begin Items

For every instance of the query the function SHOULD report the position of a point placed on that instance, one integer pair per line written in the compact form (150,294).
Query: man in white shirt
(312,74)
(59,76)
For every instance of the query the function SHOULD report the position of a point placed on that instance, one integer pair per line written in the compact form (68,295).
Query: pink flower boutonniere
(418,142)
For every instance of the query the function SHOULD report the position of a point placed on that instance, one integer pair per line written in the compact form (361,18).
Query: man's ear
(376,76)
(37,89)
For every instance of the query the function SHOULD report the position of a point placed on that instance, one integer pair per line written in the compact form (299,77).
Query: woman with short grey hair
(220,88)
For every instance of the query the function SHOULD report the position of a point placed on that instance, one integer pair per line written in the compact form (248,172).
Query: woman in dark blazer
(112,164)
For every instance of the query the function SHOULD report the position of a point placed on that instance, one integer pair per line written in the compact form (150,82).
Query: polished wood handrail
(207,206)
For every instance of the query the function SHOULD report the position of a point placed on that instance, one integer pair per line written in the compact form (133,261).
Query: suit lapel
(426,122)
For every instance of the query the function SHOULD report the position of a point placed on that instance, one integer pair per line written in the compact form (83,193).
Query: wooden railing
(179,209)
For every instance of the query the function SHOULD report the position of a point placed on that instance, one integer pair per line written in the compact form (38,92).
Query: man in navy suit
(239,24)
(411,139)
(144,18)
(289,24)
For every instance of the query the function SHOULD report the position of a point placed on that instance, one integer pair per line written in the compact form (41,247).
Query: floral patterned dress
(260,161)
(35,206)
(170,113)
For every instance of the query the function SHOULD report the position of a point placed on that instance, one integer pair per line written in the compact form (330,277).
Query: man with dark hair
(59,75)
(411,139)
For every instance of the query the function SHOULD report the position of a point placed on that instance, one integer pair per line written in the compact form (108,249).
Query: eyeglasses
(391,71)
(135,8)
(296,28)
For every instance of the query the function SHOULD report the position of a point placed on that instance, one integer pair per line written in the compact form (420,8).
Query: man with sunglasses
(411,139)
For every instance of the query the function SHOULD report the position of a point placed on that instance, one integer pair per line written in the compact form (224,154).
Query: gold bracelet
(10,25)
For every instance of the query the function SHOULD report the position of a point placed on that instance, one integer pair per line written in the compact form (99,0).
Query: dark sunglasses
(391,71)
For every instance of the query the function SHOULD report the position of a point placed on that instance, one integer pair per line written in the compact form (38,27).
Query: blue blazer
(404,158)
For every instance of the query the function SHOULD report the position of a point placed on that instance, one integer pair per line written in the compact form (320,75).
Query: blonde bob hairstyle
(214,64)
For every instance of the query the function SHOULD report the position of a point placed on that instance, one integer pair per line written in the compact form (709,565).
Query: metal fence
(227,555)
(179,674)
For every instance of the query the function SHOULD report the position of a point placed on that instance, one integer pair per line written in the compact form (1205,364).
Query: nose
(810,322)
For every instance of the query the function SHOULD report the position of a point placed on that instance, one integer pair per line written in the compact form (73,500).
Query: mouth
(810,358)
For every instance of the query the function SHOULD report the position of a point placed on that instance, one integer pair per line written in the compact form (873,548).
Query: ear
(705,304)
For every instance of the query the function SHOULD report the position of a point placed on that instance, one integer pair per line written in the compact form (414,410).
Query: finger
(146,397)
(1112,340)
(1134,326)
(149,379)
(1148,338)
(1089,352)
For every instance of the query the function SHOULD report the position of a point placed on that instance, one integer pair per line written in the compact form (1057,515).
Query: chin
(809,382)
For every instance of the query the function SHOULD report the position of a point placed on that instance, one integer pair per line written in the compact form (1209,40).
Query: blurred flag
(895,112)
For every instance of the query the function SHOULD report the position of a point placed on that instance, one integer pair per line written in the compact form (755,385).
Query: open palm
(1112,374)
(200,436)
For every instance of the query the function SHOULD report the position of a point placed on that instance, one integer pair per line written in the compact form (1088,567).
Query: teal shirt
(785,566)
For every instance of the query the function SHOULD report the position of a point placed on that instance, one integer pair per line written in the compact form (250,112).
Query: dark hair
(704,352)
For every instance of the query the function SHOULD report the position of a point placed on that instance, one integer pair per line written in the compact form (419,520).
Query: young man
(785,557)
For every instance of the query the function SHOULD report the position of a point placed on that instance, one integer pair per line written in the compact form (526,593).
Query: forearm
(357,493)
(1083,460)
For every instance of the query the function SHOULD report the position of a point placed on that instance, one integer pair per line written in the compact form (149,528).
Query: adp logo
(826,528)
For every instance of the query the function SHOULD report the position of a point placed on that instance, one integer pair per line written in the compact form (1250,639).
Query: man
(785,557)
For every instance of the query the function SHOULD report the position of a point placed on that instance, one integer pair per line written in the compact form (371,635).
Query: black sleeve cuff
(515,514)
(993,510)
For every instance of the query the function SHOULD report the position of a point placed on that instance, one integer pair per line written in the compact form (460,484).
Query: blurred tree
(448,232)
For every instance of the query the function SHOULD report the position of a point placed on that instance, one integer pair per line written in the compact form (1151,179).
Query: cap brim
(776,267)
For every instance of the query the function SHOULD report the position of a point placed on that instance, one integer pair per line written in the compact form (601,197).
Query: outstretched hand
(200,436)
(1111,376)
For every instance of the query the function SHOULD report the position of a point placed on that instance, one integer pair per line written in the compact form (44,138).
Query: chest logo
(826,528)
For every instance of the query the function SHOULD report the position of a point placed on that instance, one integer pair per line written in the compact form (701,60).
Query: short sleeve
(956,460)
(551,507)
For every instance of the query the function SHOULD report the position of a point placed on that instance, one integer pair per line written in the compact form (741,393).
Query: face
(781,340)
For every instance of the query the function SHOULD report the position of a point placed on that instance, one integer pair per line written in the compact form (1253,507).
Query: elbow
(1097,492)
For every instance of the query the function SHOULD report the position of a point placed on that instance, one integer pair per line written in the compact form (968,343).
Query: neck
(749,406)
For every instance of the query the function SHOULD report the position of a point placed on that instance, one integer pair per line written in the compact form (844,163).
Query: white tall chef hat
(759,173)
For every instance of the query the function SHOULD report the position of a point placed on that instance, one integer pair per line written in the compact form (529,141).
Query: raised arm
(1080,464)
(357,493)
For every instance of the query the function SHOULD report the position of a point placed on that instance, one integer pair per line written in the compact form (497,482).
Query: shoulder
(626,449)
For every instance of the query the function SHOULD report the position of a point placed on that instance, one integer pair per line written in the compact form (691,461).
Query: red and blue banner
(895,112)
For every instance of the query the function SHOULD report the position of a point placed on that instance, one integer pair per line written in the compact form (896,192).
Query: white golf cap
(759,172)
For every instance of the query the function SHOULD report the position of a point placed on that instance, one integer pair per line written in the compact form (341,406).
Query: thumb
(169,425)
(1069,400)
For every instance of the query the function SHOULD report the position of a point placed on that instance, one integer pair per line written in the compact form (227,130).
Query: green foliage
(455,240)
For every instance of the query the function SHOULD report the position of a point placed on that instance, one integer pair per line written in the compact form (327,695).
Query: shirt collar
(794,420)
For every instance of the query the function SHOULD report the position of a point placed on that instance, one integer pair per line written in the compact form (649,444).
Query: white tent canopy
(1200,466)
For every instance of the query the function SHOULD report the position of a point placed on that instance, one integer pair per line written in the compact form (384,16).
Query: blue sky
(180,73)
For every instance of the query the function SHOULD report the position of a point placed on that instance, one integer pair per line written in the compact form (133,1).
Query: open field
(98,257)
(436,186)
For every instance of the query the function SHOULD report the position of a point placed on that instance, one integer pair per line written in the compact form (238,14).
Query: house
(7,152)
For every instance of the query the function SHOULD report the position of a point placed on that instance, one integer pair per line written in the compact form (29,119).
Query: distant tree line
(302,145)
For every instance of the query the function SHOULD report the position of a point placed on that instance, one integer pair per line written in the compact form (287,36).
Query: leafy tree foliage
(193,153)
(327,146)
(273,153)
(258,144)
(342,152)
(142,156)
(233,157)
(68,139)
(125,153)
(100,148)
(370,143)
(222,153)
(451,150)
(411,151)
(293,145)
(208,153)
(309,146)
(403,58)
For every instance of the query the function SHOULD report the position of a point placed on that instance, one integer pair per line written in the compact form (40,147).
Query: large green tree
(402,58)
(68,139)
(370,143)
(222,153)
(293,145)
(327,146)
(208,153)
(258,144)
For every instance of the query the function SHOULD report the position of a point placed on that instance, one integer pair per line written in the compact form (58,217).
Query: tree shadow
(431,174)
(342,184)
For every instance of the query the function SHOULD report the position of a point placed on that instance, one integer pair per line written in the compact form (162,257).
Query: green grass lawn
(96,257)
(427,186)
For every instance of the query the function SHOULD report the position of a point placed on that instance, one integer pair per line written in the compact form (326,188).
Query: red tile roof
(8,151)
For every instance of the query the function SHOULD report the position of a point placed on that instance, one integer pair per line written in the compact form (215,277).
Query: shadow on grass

end Items

• **Instruction**
Reproduce the final stretch of the data above: every line from the one holding "compact form (58,217)." through the end, inclusive, exactly as written and nothing else.

• **Solution for this exercise**
For every instance of the query the function SHOULD report the position of a point placed on that instance, one integer pair per line written in the compact form (58,217).
Query: tree shadow
(431,174)
(342,184)
For every instance of the query the function SHOULD report the position of a point placed on that instance, one integer pair per line written in the compact form (162,257).
Query: green grass lawn
(96,257)
(427,186)
For every instance of the query the function SHOULD report the position of a point placed on that instance, one integer pair per line written in the compact form (326,188).
Query: red tile roof
(8,151)
For every instance of the query the function SHOULD report the position of a point placed on that instance, one integer pair per line written in the compact form (215,277).
Query: shadow on grass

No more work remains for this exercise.